[Vorliegender Textauszug]
Aber immerhin: Erstmals seit Jahren hatte das Land mit Maia Sandu als besonnen agierender, aber zugleich klar westlich orientierter Präsidentin, ausgestattet mit einer klaren Mehrheit im Parlament, nach vielen Jahren politischer Instabilität eine Reformregierung mit solider Mehrheit. Selbst als Russland im Herbst 2021 Moldau das Gas abdrehte, roch das eigentlich noch wie business as usual im Umgang mit einem Land, das eben genau das tut, wenn unbotmäßige Regierungen in Staaten ans Ruder kommen, die es zur eigenen Einflusssphäre zählt.

[Aufgabenstellung 1]
Erkläre anhand des Textes über Moldau in ein bis drei Sätzen, warum der Gasstopp Russlands im Herbst 2021 noch wie „business as usual“ wirkte.
[Aufgabenstellung 2]
Setze den Text über Moldau nach seinem letzten Satz fort.

[Umriss-Datensätze]

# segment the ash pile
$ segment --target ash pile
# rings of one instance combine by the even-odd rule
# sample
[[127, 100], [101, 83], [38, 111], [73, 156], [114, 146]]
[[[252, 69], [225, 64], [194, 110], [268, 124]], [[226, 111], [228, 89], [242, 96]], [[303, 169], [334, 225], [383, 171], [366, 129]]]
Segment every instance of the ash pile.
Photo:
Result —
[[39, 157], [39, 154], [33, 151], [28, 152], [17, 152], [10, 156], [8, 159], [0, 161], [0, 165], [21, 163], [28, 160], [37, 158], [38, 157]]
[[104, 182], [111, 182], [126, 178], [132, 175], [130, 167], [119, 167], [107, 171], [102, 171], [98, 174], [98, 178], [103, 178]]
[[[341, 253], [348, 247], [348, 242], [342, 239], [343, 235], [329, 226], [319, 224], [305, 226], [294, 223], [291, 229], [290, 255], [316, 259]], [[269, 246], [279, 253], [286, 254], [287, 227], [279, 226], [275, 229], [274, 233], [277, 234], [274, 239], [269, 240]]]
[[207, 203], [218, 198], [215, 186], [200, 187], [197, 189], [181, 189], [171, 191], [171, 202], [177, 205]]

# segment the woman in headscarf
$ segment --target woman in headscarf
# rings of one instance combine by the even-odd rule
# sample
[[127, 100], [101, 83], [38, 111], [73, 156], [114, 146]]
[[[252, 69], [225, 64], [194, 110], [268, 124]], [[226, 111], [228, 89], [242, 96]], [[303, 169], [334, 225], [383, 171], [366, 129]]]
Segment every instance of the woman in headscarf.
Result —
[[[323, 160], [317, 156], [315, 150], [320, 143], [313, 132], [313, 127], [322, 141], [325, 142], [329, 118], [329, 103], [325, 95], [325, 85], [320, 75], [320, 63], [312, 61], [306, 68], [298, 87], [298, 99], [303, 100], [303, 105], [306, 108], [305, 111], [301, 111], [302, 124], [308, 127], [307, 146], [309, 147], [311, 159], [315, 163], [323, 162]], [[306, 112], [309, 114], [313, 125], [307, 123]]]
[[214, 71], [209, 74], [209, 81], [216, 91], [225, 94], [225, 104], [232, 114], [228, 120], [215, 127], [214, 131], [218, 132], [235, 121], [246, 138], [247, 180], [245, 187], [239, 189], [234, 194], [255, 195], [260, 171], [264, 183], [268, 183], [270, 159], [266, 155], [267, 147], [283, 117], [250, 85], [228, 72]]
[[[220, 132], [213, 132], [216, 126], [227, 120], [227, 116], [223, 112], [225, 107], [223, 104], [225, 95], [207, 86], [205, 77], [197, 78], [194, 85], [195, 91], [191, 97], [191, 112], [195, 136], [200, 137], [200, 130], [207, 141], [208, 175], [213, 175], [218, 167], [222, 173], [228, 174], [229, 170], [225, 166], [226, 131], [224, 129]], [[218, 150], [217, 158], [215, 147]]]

[Bearbeitung der Aufgabe 1]
Der Gasstopp wirkte wie „business as usual“, weil Russland gegenüber einem Land genau so handelt, wenn in Staaten, die es zur eigenen Einflusssphäre zählt, unbotmäßige Regierungen ans Ruder kommen.

[Bearbeitung der Aufgabe 2]
Und jetzt: In Transnistrien sind mehrere tausend russische Soldaten stationiert. Offiziell sind es 1500. Und wie echt die Bedrohung ist, die von dieser russischen Militärpräsenz im Land ausgeht, verdeutlichen Stellungnahmen russischer Amtsträger: Erst die Pfeile auf Lukaschenkos Karte, dann eine Serie ungeklärter Explosionen in Transnistrien, für die Transnistrien und Russland Moldau oder auch die Ukraine verantwortlich machten. Moldau und die Ukraine wiederum sahen darin den Versuch, Transnistrien militärisch zu mobilisieren und Moldau zu destabilisieren. Und in Folge hagelte es im April dann direkte Drohungen aus Moskau und Warnungen vor einem Szenario, in dem Russland „intervenieren“ müsse.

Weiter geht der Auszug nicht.